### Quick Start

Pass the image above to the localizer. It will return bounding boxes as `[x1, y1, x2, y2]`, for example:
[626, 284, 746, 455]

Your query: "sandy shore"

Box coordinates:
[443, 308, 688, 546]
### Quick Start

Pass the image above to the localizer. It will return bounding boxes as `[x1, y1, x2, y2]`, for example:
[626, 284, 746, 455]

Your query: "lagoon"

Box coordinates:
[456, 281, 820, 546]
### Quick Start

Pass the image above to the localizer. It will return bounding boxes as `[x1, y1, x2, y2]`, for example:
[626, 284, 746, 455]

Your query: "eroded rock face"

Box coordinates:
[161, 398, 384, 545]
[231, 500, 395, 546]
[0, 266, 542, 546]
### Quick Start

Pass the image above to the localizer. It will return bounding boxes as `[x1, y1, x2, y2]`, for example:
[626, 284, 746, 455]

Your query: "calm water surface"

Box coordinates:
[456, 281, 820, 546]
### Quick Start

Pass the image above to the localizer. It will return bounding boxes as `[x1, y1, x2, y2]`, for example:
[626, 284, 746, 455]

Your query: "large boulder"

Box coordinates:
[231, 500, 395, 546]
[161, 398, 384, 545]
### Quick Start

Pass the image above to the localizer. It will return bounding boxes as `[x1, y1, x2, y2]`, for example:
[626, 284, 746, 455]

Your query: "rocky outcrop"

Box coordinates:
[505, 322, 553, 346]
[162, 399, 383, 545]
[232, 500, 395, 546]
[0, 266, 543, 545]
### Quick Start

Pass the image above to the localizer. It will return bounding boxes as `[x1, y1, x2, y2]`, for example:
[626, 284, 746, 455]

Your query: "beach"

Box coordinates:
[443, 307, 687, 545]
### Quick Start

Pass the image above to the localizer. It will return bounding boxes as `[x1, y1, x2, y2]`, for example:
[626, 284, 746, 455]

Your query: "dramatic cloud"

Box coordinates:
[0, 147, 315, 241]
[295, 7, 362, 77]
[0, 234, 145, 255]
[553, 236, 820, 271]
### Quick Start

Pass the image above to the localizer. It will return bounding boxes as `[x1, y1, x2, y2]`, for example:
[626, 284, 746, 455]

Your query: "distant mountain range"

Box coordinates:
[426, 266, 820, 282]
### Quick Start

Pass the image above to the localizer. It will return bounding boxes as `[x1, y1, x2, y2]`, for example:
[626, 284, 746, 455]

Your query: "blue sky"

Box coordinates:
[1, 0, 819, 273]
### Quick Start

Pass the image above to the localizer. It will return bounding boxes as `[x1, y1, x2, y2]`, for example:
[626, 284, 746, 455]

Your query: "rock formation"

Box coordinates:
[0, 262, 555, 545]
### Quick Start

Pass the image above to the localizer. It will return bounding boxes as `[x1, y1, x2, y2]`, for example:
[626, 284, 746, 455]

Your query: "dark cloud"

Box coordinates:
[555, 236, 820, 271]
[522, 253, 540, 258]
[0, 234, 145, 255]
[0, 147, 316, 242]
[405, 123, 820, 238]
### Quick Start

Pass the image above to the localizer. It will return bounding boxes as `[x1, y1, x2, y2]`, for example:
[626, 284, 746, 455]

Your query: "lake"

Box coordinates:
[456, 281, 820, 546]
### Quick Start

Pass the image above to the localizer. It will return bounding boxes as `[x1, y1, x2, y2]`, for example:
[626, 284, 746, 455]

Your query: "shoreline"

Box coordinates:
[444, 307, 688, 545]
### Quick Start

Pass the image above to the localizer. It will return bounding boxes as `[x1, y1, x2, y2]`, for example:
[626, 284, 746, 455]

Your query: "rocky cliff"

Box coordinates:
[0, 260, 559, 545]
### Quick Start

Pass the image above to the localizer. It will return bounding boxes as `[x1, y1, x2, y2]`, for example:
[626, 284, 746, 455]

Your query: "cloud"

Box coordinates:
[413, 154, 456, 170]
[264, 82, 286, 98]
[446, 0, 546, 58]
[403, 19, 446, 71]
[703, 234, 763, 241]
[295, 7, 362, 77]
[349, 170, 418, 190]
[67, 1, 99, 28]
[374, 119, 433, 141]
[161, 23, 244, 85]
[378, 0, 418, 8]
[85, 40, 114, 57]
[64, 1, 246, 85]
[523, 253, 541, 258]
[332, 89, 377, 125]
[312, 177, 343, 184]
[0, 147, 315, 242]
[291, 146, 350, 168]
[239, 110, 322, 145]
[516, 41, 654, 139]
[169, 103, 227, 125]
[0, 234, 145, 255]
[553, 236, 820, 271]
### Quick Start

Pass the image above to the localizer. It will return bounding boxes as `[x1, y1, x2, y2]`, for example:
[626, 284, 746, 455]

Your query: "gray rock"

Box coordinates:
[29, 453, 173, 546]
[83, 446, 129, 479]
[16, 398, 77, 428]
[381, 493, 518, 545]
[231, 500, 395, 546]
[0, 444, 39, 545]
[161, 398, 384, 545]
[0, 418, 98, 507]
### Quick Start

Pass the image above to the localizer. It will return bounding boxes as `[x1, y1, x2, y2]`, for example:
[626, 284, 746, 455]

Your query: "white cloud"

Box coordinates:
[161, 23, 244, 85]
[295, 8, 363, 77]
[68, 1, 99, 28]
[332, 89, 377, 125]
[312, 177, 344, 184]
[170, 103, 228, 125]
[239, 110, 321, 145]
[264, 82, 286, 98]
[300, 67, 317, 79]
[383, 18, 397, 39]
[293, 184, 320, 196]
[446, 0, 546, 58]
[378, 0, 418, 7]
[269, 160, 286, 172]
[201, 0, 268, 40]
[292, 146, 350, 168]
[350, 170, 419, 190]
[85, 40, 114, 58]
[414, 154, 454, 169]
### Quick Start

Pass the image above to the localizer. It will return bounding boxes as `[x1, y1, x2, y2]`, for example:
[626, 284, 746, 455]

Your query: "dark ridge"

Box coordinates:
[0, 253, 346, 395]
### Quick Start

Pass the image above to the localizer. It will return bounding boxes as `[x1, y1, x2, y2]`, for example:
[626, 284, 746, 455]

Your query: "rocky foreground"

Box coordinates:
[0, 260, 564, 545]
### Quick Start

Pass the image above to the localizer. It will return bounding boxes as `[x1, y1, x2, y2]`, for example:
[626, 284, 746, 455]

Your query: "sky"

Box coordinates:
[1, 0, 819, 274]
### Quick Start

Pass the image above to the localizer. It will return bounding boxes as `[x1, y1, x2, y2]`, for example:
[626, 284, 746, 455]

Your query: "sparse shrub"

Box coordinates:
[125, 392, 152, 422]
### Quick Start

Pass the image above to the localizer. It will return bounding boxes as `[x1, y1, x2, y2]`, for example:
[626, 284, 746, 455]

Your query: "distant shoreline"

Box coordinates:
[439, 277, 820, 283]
════════════════
§ Directions for this task: Each line above that has the word "shoreline" should be copied.

§ Answer for this exercise:
Your query: "shoreline"
Your query: "distant shoreline"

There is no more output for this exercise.